In 2009 volume 6 of the academic journal Tolkien Studies included a transcript, edited by Carl Hostetter, of some notes that Tolkien had written on the concepts of fate and free will. The notes emerge from a linguistic discussion of the Elvish word-base √MBAR from which was derived the Quenya word umbar which is usually translated as fate. The transcriptions were followed also by an excellent article by Verlyn Flieger, “The Music and the Task: Fate and Free Will in Middle-earth”.

Regarding Tolkien’s notes, I think there are a couple of points about the context that are important:

  • The notes are written no earlier than 1968. This puts them a decade after the writings in the second phase of the Later Quenta Silmarillion (in Morgoth’s Ring), and even more after the later versions of the Ainulindalë.
  • The notes are specifically related to the meaning (and connotations) the Eldar gave to the Quenya word umbar – they do not necessarily reflect Tolkien’s thoughts on the operation of fate and free will in his sub-creation.

I think it is problematic to assume that these notes are – or even that they should be – consistent with the notions of ‘fate’ that are embedded elsewhere in the mythology, particularly in the various versions of the Ainulindalë. The last paragraph begins to address the Ainulindalë, but clearly in a different mode than that which is meant when we are told that the Music is “as fate to all things else” (e.g. Morgoth’s Ring p.36).

Some of this is related to ideas I have discussed previously with regards to The Lord of the Rings (see Forchhammer 2011) about the nature of Tolkien’s relation to his own sub-creation. In this case I think we need to also keep in mind what Christopher Tolkien says in the foreword to The Silmarillion, both with regards to his father using the mythology as “the vehicle and depository of his profoundest reflections” on matters such as theology and philosophy, but also what he says about not looking for a “complete consistency” even within The Silmarillion (to which one might add “and much less with or within anything published later …).

These points are here seen in with almost painful clarity: late notes in which Tolkien makes his mythology the vehicle of profound reflections on a philosophical and theological issue, and where consistency should not be looked for with any of his other writings.

Verlyn Flieger attempts to construct some degree of consistency between these two in her essay, but I do not think that she really succeeds with this, and I have no hope of doing a better job at it. The point of this is to say that I will not attempt to force my reading of Tolkien’s notes into any kind of consistency with my reading of the Ainulindalë (in any of its versions – see also Forchhammer 2012), The Lord of the Rings, the Athrabeth Finrod ah Andreth or any other Tolkien text pertaining to this topic.

So, what does Tolkien say in the notes on Fate and Free Will?

(I will be using curly brackets for my own editorial inserts to distinguish them from the square brackets used in the text in Tolkien Studies.)

* Required tasks *
a: According to the essay on Tolkien's notes about fate and free will, what Quenya word is usually translated as fate?
b: Carry on the essay about Tolkien's notes on fate and free will from its last sentence onward.

* Supplied material *
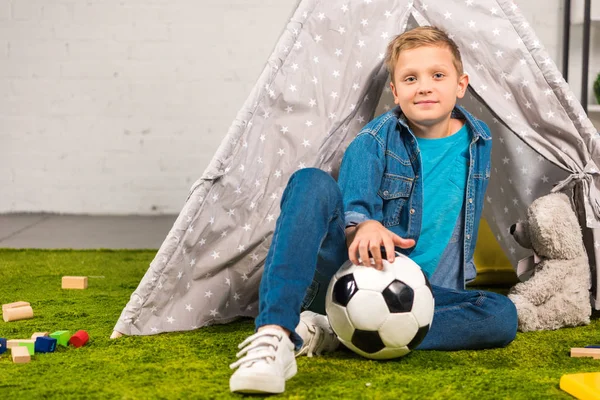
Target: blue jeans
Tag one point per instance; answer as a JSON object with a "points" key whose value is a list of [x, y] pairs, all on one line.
{"points": [[309, 246]]}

* The answers *
a: Umbar.

b:
One key statement, in my reading, is the explanation that “‘fate’ so far [as] {the Eldar} recognized it was conceived as a much more physical obstacle to will.” I may freely will to walk unaided (and barefoot) head down on the ceiling, but that is not really going to help me actually do it. We are, however, not used to see this as a result of fate, but rather as a result of the physical laws of nature that govern us (gravity, in this case), but Tolkien suggests that the Eldar saw umbar in much the same way.

The examples given in the text are generally of the same physical kind – e.g. turning aside on your journey to go round a lake – but it is an open question whether he thought that fate might work in the same manner (forcing a certain direction upon us) even without such obvious physical obstacles, or whether he meant that fate always works in this way: i.e. to set up a situation where we are guided, through our less purposeful (and so, not really ‘free’, see below) choices, to where fate wants us to be.

Another interesting point is that the Eldar thought that the whole idea of free will is only relevant for a certain kind of willings – that “the Eldar held that only those efforts of “will” were “free” which were directed to a fully _aware purpose_.” Given the descriptions of this, I would guess that the Eldar, according to this, would say that this freedom actually affects only a few of our everyday willings, which is not as I understand current philosophical discussions about free will to understand this.

In a key passage, Tolkien states that

Umbar thus relates to the net-work of “chances” (largely physical) which is, or is not, used by rational persons with ‘free will.’ {….} — {T}he ‘determination’ that we each carry about with us in our given created character {….} was not included in Umbar by the Eldar; who said that if it was in any way similar it was on a different ‘plane.’

Tolkien here appears to translate umbar to ‘fate’ in a sense that is somewhat different from the sense in which we are told that the Music “is as fate to all things else”. Therefore, the concept presented here as umbar – and its antithesis of ‘free will’ – is, in my view, consistent with, and cannot be directly compared to, the corresponding concepts in the earlier writings in e.g. the Ainulindalë and the Athrabeth.

Tolkien also states that the Eldar did, “of course”, not resolve “the ultimate problem of Free Will in its relation to the Foreknowledge of a Designer,” but he then goes on to use the metaphor of the author composing a tale for which he has some general designs about the plot and the nature of the characters, but where the characters may do things that surprises the author (something Tolkien had certainly felt his own characters do).

Works cited

Tolkien, J.R.R., Hostetter, Carl (ed.). “Fate and Free Will” in Tolkien Studies vol. VI. Morgantown: West Virginia University Press, 2009

Tolkien, J.R.R., Tolkien, Christopher (ed.). Morgoth’s Ring. London: HarperCollins, 1994.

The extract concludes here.